• _REQUIREMENT 1_: Edit the records, starting with their first line and going on through the line with "pixel 247 176", by replacing "warm orange glow" with "soft amber glow" and keeping everything else unchanged. Give only those lines, and leave out the pictures.

• _DOCUMENT SECTION_:

--- BEGIN ---

Beijing rises to ‘new normal’ challenge in times of change
As the leadership adjusts its Hong Kong policies, the focus falls on those who will carry them out
“New Normal”, a term borrowed from the West referring to the economic stagnation after the internet bubble, has turned into perhaps the trendiest phrase in mainland China ever since President Xi Jinping used it, two years ago, to describe the country’s economic slowdown.
Yet the phrase, which suggests that something once abnormal is now commonplace, has been given a new connotation when referring to Hong Kong affairs, or, to be specific, when describing post-Occupy Hong Kong-Beijing relations.
Without doubt, there have been fundamental changes in how the two sides see each other since the 79-day mass protests two years ago to oppose Beijing’s election framework for choosing the city’s leader. Beijing regarded the civil disobedience movement as a severe challenge to the supreme authority of the country’s top legislature, the National People’s Congress.
The movement marked a watershed stage in Beijing’s overall Hong Kong policymaking, revealed in a recently released book by one of China’s leading publishers, the People’s Publishing House.

--- END ---

• _REQUIREMENT 2_: According to the article on Beijing's Hong Kong policy, how many days did the mass protests last?

[Rows from a pointing dataset]
--- BEGIN ---

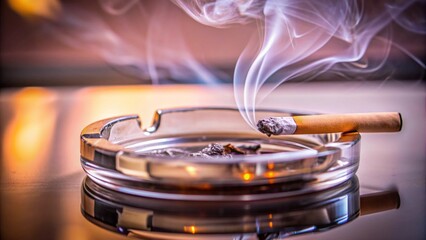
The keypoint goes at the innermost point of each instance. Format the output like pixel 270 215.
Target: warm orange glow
pixel 35 8
pixel 190 229
pixel 27 138
pixel 192 171
pixel 247 176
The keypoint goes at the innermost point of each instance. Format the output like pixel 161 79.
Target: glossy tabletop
pixel 41 176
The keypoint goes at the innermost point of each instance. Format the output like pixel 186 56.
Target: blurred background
pixel 68 63
pixel 110 42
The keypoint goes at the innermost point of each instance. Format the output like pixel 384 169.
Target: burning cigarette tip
pixel 276 126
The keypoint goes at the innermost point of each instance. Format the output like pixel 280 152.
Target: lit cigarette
pixel 331 123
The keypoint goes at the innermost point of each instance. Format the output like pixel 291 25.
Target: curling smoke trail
pixel 303 39
pixel 142 44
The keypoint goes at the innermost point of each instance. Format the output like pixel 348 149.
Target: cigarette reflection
pixel 26 141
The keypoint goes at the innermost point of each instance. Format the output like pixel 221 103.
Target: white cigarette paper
pixel 331 123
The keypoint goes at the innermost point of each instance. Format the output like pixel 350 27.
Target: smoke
pixel 302 39
pixel 142 44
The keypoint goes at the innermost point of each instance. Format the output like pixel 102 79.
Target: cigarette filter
pixel 331 123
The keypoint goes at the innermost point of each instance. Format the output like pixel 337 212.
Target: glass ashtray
pixel 278 218
pixel 158 161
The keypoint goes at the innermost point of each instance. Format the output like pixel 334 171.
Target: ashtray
pixel 166 160
pixel 278 218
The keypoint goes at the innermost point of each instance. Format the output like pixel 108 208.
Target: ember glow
pixel 306 38
pixel 293 40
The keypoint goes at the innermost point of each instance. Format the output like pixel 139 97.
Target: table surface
pixel 41 175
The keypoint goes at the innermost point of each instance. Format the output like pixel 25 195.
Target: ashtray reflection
pixel 148 218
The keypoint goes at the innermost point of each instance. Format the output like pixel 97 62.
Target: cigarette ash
pixel 213 150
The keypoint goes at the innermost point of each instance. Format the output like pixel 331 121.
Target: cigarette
pixel 331 123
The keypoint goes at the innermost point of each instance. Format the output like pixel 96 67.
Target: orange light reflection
pixel 27 138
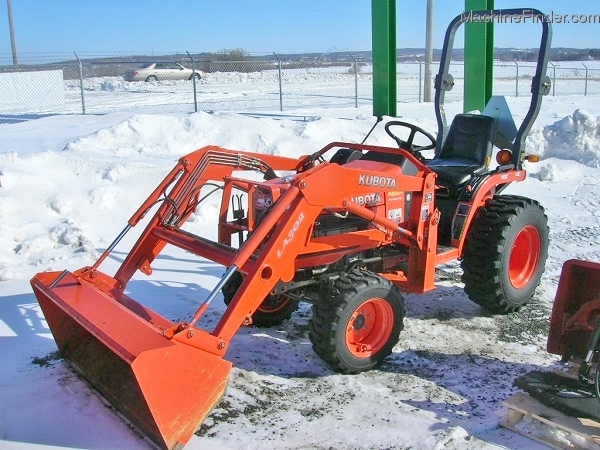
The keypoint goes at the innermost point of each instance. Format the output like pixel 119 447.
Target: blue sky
pixel 256 26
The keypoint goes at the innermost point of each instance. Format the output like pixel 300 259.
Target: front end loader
pixel 348 229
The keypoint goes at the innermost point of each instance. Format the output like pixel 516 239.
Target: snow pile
pixel 575 137
pixel 69 184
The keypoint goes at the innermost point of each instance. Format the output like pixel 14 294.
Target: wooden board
pixel 522 405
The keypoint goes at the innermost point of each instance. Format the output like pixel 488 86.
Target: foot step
pixel 532 419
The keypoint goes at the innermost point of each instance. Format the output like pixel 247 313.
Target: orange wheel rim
pixel 369 327
pixel 524 257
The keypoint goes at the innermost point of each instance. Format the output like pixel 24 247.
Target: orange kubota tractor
pixel 347 229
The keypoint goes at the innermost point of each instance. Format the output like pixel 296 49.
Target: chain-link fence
pixel 276 84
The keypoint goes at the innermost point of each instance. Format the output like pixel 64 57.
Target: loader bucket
pixel 161 386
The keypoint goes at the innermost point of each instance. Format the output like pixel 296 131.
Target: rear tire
pixel 272 311
pixel 505 253
pixel 356 327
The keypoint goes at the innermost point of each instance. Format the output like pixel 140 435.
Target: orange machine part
pixel 576 309
pixel 163 387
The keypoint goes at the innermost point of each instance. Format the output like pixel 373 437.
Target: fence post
pixel 81 83
pixel 194 81
pixel 355 81
pixel 280 85
pixel 517 82
pixel 553 77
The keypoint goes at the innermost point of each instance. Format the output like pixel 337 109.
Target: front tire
pixel 505 253
pixel 356 327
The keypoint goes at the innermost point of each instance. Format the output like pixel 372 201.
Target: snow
pixel 68 185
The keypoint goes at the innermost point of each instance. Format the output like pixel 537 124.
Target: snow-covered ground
pixel 68 184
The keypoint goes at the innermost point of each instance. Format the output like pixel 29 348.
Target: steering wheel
pixel 408 144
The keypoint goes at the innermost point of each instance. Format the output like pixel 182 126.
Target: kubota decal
pixel 376 180
pixel 395 215
pixel 367 199
pixel 291 234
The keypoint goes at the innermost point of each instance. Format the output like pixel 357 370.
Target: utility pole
pixel 428 51
pixel 12 34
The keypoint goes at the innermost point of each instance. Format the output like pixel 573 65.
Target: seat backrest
pixel 470 138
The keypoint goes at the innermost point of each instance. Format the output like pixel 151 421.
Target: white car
pixel 161 71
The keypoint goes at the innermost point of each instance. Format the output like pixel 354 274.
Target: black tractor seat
pixel 466 152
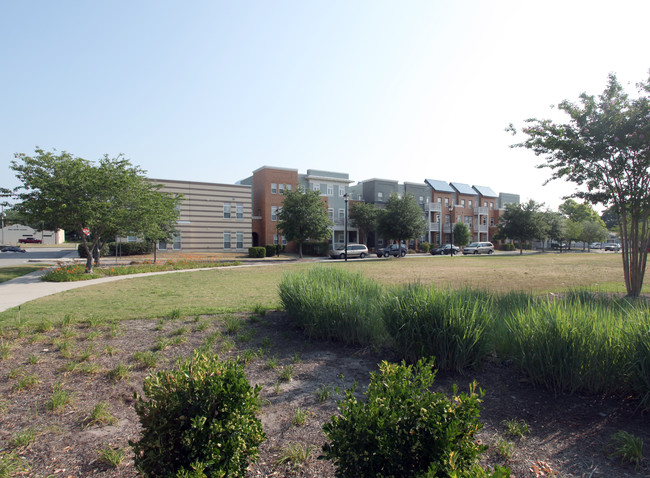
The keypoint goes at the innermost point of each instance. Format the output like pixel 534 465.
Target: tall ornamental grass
pixel 449 325
pixel 330 303
pixel 576 344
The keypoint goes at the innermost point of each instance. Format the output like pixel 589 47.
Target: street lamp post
pixel 346 197
pixel 451 228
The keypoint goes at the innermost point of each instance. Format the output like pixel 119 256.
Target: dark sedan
pixel 446 250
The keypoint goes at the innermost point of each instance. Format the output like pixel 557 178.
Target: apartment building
pixel 212 217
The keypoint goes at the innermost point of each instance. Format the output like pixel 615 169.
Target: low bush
pixel 199 419
pixel 404 429
pixel 450 325
pixel 104 251
pixel 130 248
pixel 257 252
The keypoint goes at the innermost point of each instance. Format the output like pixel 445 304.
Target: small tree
pixel 303 216
pixel 605 147
pixel 522 222
pixel 364 216
pixel 462 235
pixel 402 219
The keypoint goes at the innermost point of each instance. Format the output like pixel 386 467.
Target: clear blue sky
pixel 212 90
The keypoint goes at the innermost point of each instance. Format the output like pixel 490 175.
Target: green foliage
pixel 462 234
pixel 202 412
pixel 404 429
pixel 110 197
pixel 448 325
pixel 603 147
pixel 627 447
pixel 303 216
pixel 331 303
pixel 402 219
pixel 523 222
pixel 130 248
pixel 257 252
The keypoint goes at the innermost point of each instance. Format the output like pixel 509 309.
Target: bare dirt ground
pixel 569 435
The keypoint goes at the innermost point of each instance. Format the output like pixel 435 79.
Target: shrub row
pixel 199 420
pixel 575 343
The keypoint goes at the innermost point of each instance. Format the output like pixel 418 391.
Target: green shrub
pixel 201 415
pixel 403 429
pixel 104 251
pixel 130 248
pixel 449 325
pixel 272 249
pixel 256 252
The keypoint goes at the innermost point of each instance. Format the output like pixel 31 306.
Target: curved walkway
pixel 30 286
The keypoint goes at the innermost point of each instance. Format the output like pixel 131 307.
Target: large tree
pixel 303 216
pixel 604 148
pixel 523 223
pixel 364 216
pixel 98 200
pixel 402 219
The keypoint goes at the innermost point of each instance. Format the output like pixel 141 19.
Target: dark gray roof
pixel 485 191
pixel 463 188
pixel 441 186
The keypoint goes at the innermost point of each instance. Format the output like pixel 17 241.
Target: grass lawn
pixel 8 273
pixel 242 288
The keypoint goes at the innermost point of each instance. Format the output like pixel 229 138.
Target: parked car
pixel 29 240
pixel 11 249
pixel 479 248
pixel 445 249
pixel 354 250
pixel 392 250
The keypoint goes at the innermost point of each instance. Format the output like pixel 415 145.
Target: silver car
pixel 354 250
pixel 479 248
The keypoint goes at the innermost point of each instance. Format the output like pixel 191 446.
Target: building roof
pixel 440 186
pixel 485 191
pixel 463 188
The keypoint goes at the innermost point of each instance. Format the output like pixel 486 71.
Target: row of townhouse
pixel 234 217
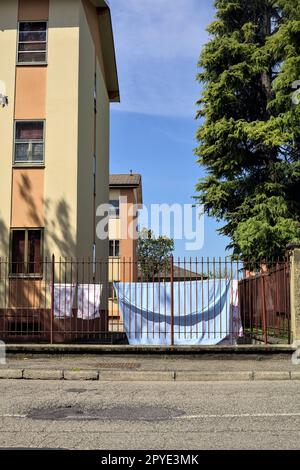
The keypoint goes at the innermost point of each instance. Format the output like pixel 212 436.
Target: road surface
pixel 151 415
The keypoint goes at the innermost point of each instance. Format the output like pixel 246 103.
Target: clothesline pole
pixel 52 297
pixel 172 299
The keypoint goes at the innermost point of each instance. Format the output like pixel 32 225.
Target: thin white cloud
pixel 158 43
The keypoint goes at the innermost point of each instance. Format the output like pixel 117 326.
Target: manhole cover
pixel 115 413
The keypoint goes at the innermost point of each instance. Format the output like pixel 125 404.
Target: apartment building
pixel 126 198
pixel 59 72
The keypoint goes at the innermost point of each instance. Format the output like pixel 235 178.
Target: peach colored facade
pixel 58 195
pixel 123 229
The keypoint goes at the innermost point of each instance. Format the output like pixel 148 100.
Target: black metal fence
pixel 183 301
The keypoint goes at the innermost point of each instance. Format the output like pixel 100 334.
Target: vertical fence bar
pixel 172 299
pixel 265 333
pixel 52 297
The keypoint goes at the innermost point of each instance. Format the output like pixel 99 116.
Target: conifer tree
pixel 249 138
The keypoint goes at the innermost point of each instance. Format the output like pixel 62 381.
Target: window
pixel 29 142
pixel 26 252
pixel 114 209
pixel 114 248
pixel 32 42
pixel 111 292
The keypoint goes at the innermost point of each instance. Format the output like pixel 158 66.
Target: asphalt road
pixel 152 415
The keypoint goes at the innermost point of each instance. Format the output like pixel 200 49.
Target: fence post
pixel 52 297
pixel 265 324
pixel 172 299
pixel 294 250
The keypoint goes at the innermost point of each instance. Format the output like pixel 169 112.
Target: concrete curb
pixel 108 375
pixel 126 349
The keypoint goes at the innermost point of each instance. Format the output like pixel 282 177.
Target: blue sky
pixel 158 43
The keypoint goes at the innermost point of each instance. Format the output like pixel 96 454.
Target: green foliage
pixel 153 254
pixel 249 137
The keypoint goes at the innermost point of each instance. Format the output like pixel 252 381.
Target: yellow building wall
pixel 8 41
pixel 31 93
pixel 85 201
pixel 27 198
pixel 61 146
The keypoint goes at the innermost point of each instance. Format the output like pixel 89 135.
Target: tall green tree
pixel 154 254
pixel 249 137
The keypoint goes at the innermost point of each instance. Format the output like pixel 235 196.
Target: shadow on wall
pixel 58 236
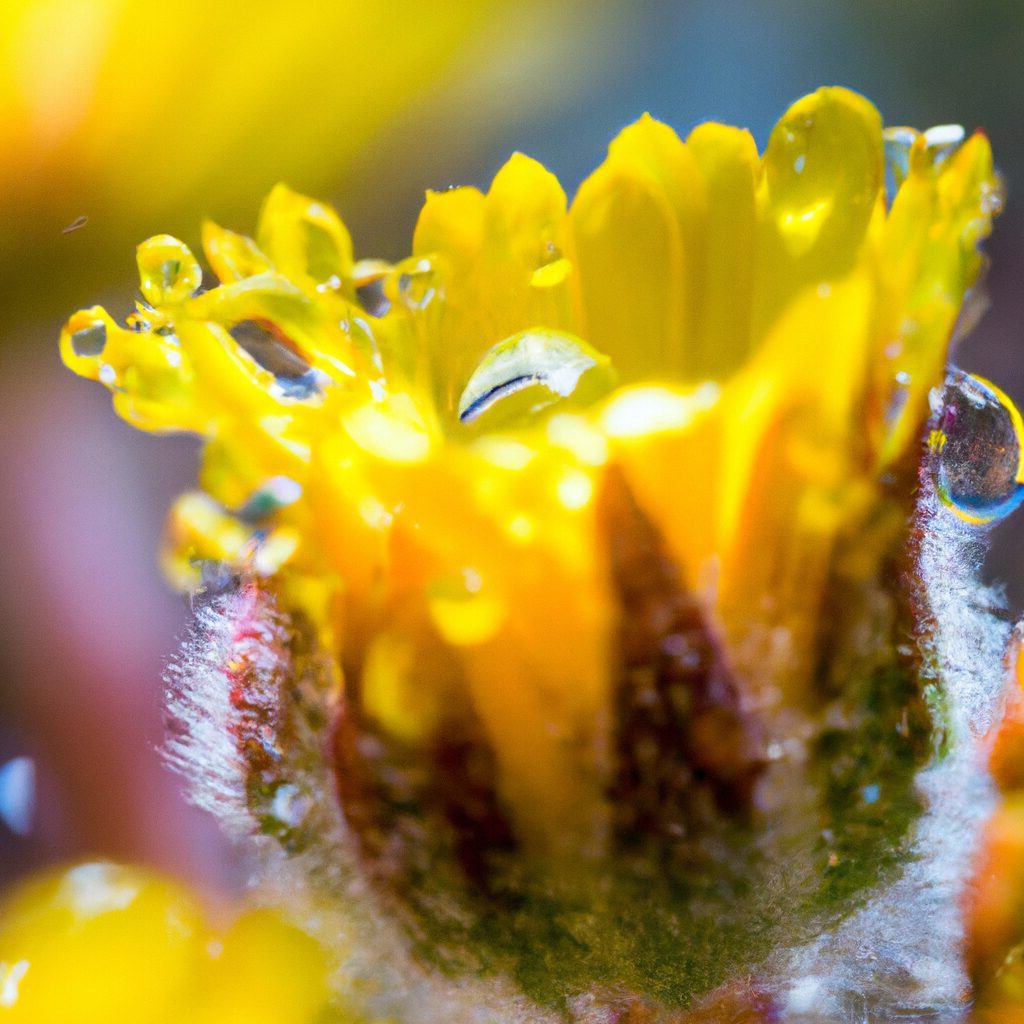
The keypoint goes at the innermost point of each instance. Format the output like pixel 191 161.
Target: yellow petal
pixel 304 240
pixel 628 252
pixel 821 182
pixel 487 251
pixel 727 160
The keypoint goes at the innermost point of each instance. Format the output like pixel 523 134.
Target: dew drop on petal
pixel 550 364
pixel 896 145
pixel 413 283
pixel 465 611
pixel 976 445
pixel 90 341
pixel 294 378
pixel 168 271
pixel 943 140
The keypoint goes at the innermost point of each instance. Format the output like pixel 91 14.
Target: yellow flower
pixel 571 550
pixel 116 116
pixel 104 944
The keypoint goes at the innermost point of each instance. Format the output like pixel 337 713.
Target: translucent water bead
pixel 976 446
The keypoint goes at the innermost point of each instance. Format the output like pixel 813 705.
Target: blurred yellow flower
pixel 116 117
pixel 571 544
pixel 104 944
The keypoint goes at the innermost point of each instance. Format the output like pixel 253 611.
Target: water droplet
pixel 290 806
pixel 294 378
pixel 90 341
pixel 943 140
pixel 977 450
pixel 168 271
pixel 550 364
pixel 897 143
pixel 413 283
pixel 17 795
pixel 991 198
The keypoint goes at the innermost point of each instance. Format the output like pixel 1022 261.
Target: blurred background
pixel 120 120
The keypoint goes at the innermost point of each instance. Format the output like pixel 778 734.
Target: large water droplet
pixel 977 450
pixel 943 140
pixel 551 365
pixel 168 271
pixel 464 609
pixel 294 377
pixel 90 341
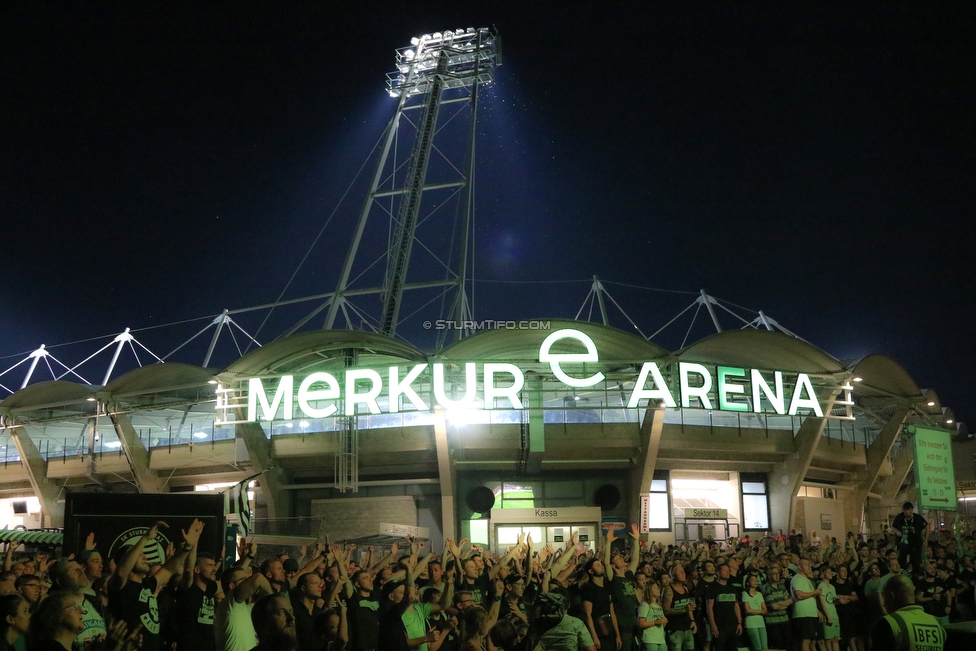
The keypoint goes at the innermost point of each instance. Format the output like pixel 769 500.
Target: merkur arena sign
pixel 322 394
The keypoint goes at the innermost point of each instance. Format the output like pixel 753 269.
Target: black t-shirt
pixel 932 589
pixel 725 597
pixel 680 601
pixel 305 625
pixel 599 596
pixel 364 621
pixel 625 601
pixel 392 632
pixel 194 618
pixel 911 529
pixel 480 590
pixel 136 604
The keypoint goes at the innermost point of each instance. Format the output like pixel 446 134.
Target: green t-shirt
pixel 415 621
pixel 803 607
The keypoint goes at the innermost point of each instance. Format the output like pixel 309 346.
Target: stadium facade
pixel 554 429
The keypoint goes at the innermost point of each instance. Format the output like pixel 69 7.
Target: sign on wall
pixel 934 474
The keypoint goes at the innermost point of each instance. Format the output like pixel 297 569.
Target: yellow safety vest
pixel 916 630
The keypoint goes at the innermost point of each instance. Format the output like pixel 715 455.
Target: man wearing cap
pixel 911 529
pixel 133 589
pixel 363 614
pixel 513 607
pixel 70 575
pixel 91 559
pixel 906 626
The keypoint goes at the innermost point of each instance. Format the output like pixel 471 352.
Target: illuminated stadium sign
pixel 322 394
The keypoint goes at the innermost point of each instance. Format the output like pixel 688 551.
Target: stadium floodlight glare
pixel 457 59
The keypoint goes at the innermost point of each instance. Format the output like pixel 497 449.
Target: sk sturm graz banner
pixel 933 469
pixel 121 520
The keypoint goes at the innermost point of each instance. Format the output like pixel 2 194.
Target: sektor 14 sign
pixel 426 386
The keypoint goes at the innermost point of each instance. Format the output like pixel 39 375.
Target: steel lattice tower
pixel 436 83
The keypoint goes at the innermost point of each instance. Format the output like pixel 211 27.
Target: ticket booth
pixel 547 525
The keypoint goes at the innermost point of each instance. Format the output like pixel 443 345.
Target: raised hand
pixel 192 535
pixel 153 530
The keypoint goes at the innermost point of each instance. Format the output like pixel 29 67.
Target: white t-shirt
pixel 232 626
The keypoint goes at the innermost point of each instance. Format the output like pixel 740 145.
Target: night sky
pixel 160 164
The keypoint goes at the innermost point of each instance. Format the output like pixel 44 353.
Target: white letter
pixel 803 384
pixel 470 385
pixel 255 392
pixel 725 388
pixel 368 398
pixel 660 393
pixel 555 359
pixel 687 391
pixel 777 400
pixel 398 388
pixel 492 392
pixel 306 395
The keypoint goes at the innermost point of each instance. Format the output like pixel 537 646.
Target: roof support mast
pixel 439 69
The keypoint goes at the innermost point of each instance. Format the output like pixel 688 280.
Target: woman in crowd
pixel 755 608
pixel 778 601
pixel 57 622
pixel 828 595
pixel 14 622
pixel 651 620
pixel 848 609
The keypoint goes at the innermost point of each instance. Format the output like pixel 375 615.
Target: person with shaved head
pixel 906 626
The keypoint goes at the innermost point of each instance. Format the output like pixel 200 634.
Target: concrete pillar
pixel 136 454
pixel 864 479
pixel 643 471
pixel 47 491
pixel 272 479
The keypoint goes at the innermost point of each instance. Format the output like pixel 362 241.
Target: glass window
pixel 658 512
pixel 755 512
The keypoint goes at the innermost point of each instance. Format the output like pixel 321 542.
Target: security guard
pixel 906 627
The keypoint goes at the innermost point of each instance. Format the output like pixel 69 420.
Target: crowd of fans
pixel 775 592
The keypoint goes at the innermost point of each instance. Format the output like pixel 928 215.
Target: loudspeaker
pixel 480 499
pixel 607 497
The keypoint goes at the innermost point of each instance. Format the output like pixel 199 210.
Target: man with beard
pixel 932 596
pixel 195 604
pixel 912 530
pixel 699 589
pixel 679 608
pixel 306 601
pixel 274 624
pixel 364 606
pixel 133 590
pixel 598 609
pixel 807 617
pixel 724 614
pixel 620 574
pixel 71 576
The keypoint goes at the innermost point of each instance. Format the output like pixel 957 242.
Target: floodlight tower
pixel 435 71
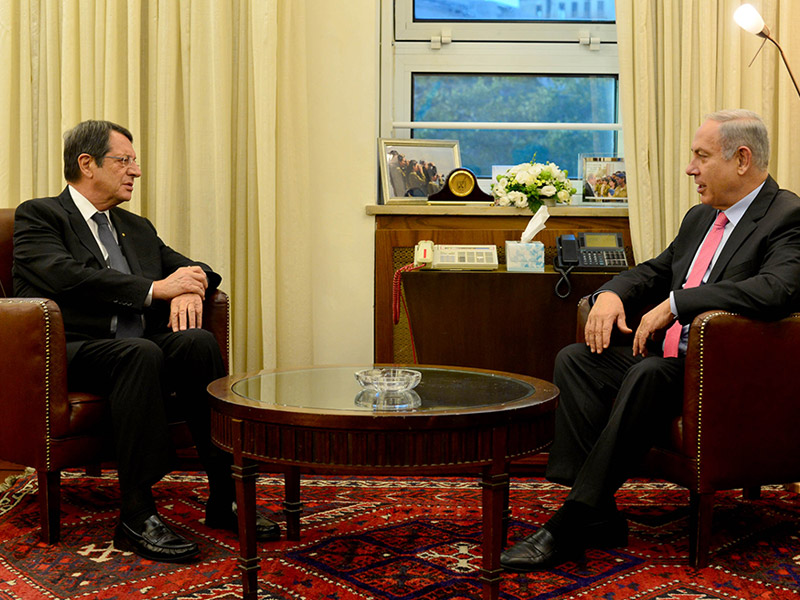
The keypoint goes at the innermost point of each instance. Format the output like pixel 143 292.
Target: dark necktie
pixel 128 325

--- END ---

• _TASK OUTPUT 1_:
The keypoint goes at the innermost point of each instance. Format the output like pixel 270 215.
Target: soft amber glow
pixel 35 8
pixel 190 229
pixel 27 138
pixel 192 171
pixel 247 176

• _TASK OUTPUT 2_: 79 days.